SHORT TASK A —
In the introduction on 1980s youth films, which publication called Judd Nelson's portrayal of John Bender the coolest rebel in the history of film?
SHORT TASK B —
According to the introduction on 1980s youth films, why does Molly Ringwald see these movies as different from earlier films about young people?
SHORT TASK C —
Pick up the introduction on 1980s youth films after its final paragraph and keep writing it.

You Couldn't Ignore Me If You Tried

Introduction

The lavender-hued poster of The Breakfast Club has hung on the walls of countless childhood bedrooms and college dorm rooms over the past quarter of a century. To anybody who grew up staring at that poster, with the film's young cast staring boldly back, the words written there have held the power of a magic spell, a call to arms in the social battle that is adolescence. "They were five total strangers," the poster reads, "with nothing in common, meeting for the first time. A brain, a beauty, a jock, a rebel and a recluse. Before the day was over, they broke the rules. Bared their souls. And touched each other in a way they never dreamed possible." Those very words were mirrored in the kind of impact The Breakfast Club would have — it became one of a group of seminal 1980s youth films that broke the rules of teen movies, bared young people's souls, and touched a generation in ways they'd never dreamed possible. "These movies," says St. Elmo's Fire and Pretty in Pink star Andrew McCarthy, "changed everything." And in doing so, he adds, "they defined a generation."

It's been decades since the movies flickered in theaters across America, and yet, for those who grew up watching them, the films' stories run on a nonstop loop in their hearts, against the aching beat of a synth- pop New Wave song. As adults, many of them let the movies' lessons inform the way they live, often in very significant ways. Kelly Farrell, a thirty-one-year-old lawyer in the Washington, D.C., area, named her son Jake after Jake Ryan, the noble heartthrob played by Michael Schoeffling in Sixteen Candles. "I feel like I will have succeeded as a mother if my Jake grows up to be like Jake Ryan," says Farrell. "That will be my pride and joy, if I raise the boy who can see past the cheerleader to find the right girl, and who'll do all those great things we always imagined Jake Ryan doing." (She also named her daughter Samantha, after Molly Ringwald's character in that movie.)

The effects of these films are indeed wide-reaching. Ben Stein, the actor-writer-economist who called attendance in Ferris Bueller's Day Off with a nasal ennui, has heard everyone from the first President Bush to Kurt Cobain ape the "Bueller . . . Bueller . . ." line back to him. The New York Times wrote that, to a certain generation, "Judd Nelson's portrayal of the flannel-wearing misfit John Bender in The Breakfast Club remains the coolest rebel in the history of film." The American Film Institute described the eighties youth movies as "the cultural phenomena that helped make us what we are today."

This book focuses on the history behind the making of Sixteen Candles, The Breakfast Club, St. Elmo's Fire, Pretty in Pink, Ferris Bueller's Day Off, Some Kind of Wonderful, and Say Anything, movies that were different from any youth films that came before or, unfortunately, since. "Before these," says Molly Ringwald, the star of Sixteen Candles, The Breakfast Club, and Pretty in Pink, " there weren't a lot of movies from the kids' point of view. And if they were, they weren't terribly realistic, and it didn't really sound like they were kids talking." In these eighties teen movies, however, audiences found beautifully written, powerfully acted films about young people — something almost new to the art form. "These weren't beach blanket movies," says Andrew McCarthy, "they weren't slasher movies. They were melodramas, and these melodramas gave dignity and a voice to that age of people, who hadn't had a voice before."

RECORDS PROVIDED —
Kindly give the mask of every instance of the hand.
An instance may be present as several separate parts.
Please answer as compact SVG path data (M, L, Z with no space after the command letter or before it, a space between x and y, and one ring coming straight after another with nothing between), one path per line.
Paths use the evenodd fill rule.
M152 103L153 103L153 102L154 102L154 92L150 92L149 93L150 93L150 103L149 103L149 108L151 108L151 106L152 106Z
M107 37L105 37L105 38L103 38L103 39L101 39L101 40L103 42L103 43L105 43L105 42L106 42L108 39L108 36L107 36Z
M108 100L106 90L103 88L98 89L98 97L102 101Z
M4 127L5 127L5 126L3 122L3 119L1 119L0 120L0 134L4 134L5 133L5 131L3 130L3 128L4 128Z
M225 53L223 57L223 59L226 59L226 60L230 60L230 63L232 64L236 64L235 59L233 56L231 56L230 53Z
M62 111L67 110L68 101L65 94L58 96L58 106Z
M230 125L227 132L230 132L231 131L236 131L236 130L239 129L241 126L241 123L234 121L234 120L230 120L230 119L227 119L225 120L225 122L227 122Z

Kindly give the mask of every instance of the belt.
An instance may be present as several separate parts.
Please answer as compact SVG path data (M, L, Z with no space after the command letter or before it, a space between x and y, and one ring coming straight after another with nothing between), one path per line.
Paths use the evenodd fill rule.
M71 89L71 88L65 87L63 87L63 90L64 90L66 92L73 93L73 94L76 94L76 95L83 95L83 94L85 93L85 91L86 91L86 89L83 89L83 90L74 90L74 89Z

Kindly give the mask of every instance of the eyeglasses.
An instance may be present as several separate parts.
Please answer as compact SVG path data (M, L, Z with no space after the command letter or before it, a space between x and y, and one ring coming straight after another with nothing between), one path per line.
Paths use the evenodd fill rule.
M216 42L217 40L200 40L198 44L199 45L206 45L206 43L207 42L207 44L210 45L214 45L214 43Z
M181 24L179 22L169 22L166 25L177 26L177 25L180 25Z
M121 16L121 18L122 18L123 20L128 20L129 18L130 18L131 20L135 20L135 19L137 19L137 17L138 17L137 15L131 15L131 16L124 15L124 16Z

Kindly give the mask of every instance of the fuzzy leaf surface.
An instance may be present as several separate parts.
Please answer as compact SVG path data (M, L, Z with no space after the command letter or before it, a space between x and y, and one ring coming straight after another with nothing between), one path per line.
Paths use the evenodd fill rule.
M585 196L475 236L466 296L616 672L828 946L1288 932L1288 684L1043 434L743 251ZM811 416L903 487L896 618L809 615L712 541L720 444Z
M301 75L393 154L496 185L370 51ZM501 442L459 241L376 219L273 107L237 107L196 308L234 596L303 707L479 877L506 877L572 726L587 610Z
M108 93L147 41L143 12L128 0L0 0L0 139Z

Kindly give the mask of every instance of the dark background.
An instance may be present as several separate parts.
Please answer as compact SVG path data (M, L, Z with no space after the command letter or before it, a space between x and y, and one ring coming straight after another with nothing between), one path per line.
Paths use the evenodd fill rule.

FINAL ANSWER A —
The New York Times.

FINAL ANSWER B —
She says that before them there weren't many movies told from kids' point of view. The few that existed weren't very realistic, and the characters didn't sound like real kids talking.

FINAL ANSWER C —
In the post-Vietnam America of the 1980s, teenagers didn't have to worry about getting drafted. Though some feared nuclear war, for the most part they were fortunate enough to focus on things like proms, pimples, and popularity. These teenagers were passionate, misunderstood, restless, and looking for something that could be their own. And rather than making fun of the trials of teenhood, the films served to treat these issues with gravitas. "There's something about youth that inspires heightened emotions," says film critic Leonard Maltin. "Everything is life or death, and these films recognize that, and don't disparage it."

The movies, says Breakfast Club and St. Elmo's Fire star Ally Sheedy, ushered in a time of "young people feeling like they mattered — these were movies about them, and their issues. There was nothing that was looking down, there was nothing that was saying 'how cute.' They focused on a generation, as if to say, you matter — to us." They distilled the teenage experience in new and unforgettable ways. Say Anything, says that film's star John Cusack, provides "a snapshot of aware humans who happen to be in high school — who are scared, and alive, and who desire, and who are as uninterested in conforming as anyone in a J. D. Salinger book."

In an oft-quoted scene from The Breakfast Club, Molly Ringwald's popular princess tells the other kids in detention that they should just ignore Judd Nelson's sexy rebel. "Sweets," he tells her knowingly, "you couldn't ignore me if you tried." Time has shown that even if we tried, we couldn't ignore the movies of the Brat Pack. Their films changed the way many young people looked at everything from class distinction to friendship, from love and sex to fashion and music. Though not universally loved by critics, these movies were among the most influential pop cultural contributions of their time. Their storylines also had a way of instilling a sense of optimism in audiences. At an age when young people were struggling to find their way, in these movies they learned that the nerd could get the babe, the jock could have a heart, that an awesome pink prom dress could be crafted from hand-me-downs, that anything was possible.

Although new waves of teenagers keep discovering and falling in love with the films, there is one generation who was particularly, and permanently, affected by these movies: the post–Baby Boom cohort born in the late 1960s and 1970s, labeled Generation X. For these people who came of age in the 1980s, this cinematic world and its players made an indelible mark upon their formative years.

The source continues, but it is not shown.